■ The request: Quote every line of the records below word for word, but leave out the pictures.

■ Records from an annotation dataset:
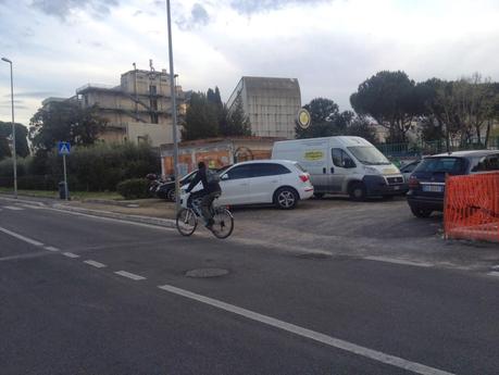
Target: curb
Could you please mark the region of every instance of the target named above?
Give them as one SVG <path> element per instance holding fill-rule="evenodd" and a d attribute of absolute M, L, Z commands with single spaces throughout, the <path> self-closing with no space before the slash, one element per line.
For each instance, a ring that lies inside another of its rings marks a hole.
<path fill-rule="evenodd" d="M 15 198 L 11 198 L 11 197 L 5 197 L 3 195 L 0 195 L 0 199 L 2 200 L 7 200 L 9 202 L 17 202 L 17 203 L 23 203 L 23 204 L 35 204 L 35 205 L 39 205 L 39 207 L 46 207 L 46 204 L 43 202 L 40 202 L 40 201 L 37 201 L 37 200 L 29 200 L 29 199 L 15 199 Z"/>
<path fill-rule="evenodd" d="M 68 205 L 61 204 L 61 203 L 53 204 L 52 209 L 61 210 L 61 211 L 67 211 L 67 212 L 74 212 L 74 213 L 82 213 L 82 214 L 91 215 L 91 216 L 98 216 L 98 217 L 115 218 L 115 220 L 122 220 L 122 221 L 133 222 L 133 223 L 162 226 L 162 227 L 166 227 L 166 228 L 175 228 L 176 227 L 175 221 L 172 220 L 172 218 L 160 218 L 160 217 L 140 216 L 140 215 L 127 215 L 127 214 L 117 213 L 117 212 L 68 207 Z"/>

■ Answer in full:
Target: curb
Could you please mark the region of every instance of the target named above?
Give them as one SVG <path> element per instance holding fill-rule="evenodd" and a d attribute of absolute M, L, Z commands with single spaces throughout, the <path> self-closing with no space before the slash, one element per line.
For each instance, a ring that lies inside another of its rings marks a hole.
<path fill-rule="evenodd" d="M 15 198 L 11 198 L 11 197 L 5 197 L 3 195 L 0 195 L 0 199 L 2 200 L 7 200 L 9 202 L 17 202 L 17 203 L 23 203 L 23 204 L 35 204 L 35 205 L 39 205 L 39 207 L 46 207 L 46 204 L 43 202 L 40 202 L 40 201 L 37 201 L 37 200 L 29 200 L 29 199 L 15 199 Z"/>
<path fill-rule="evenodd" d="M 68 205 L 61 204 L 61 203 L 53 204 L 52 209 L 61 210 L 61 211 L 67 211 L 67 212 L 74 212 L 74 213 L 82 213 L 82 214 L 91 215 L 91 216 L 98 216 L 98 217 L 115 218 L 115 220 L 122 220 L 122 221 L 133 222 L 133 223 L 162 226 L 162 227 L 166 227 L 166 228 L 175 228 L 176 227 L 175 221 L 172 220 L 172 218 L 160 218 L 160 217 L 140 216 L 140 215 L 127 215 L 127 214 L 117 213 L 117 212 L 68 207 Z"/>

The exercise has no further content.